What is required.
Please rewrite the records from the line holding "Return one point per instance of the pebble." through the end of the records, inclusive, requests and all, scaling every point coordinate in the answers by 0.8 and rounding to whole numbers with halves going up. Keep the numbers in the requests and their format samples as they are.

Given information.

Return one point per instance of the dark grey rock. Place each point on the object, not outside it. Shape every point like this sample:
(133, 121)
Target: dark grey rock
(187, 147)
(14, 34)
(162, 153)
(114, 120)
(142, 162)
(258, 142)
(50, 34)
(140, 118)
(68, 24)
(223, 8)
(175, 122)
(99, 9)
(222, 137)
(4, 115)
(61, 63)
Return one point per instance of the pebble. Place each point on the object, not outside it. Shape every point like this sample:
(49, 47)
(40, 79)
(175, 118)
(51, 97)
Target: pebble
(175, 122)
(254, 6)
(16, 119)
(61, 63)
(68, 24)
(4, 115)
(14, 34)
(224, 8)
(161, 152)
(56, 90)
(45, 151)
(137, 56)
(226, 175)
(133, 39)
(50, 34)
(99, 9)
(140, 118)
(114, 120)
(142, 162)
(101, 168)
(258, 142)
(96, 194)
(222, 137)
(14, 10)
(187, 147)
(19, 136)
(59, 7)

Result.
Return one point per instance of the pebble. Place each point on the object, not outside it. Shape every point like this sample:
(49, 47)
(40, 79)
(175, 118)
(51, 97)
Target: pebble
(140, 98)
(203, 5)
(13, 95)
(49, 50)
(54, 19)
(3, 92)
(11, 27)
(179, 6)
(129, 122)
(45, 72)
(36, 121)
(110, 45)
(181, 140)
(106, 31)
(40, 27)
(79, 7)
(112, 94)
(91, 96)
(114, 130)
(81, 134)
(206, 114)
(77, 155)
(178, 110)
(11, 8)
(150, 118)
(15, 109)
(47, 6)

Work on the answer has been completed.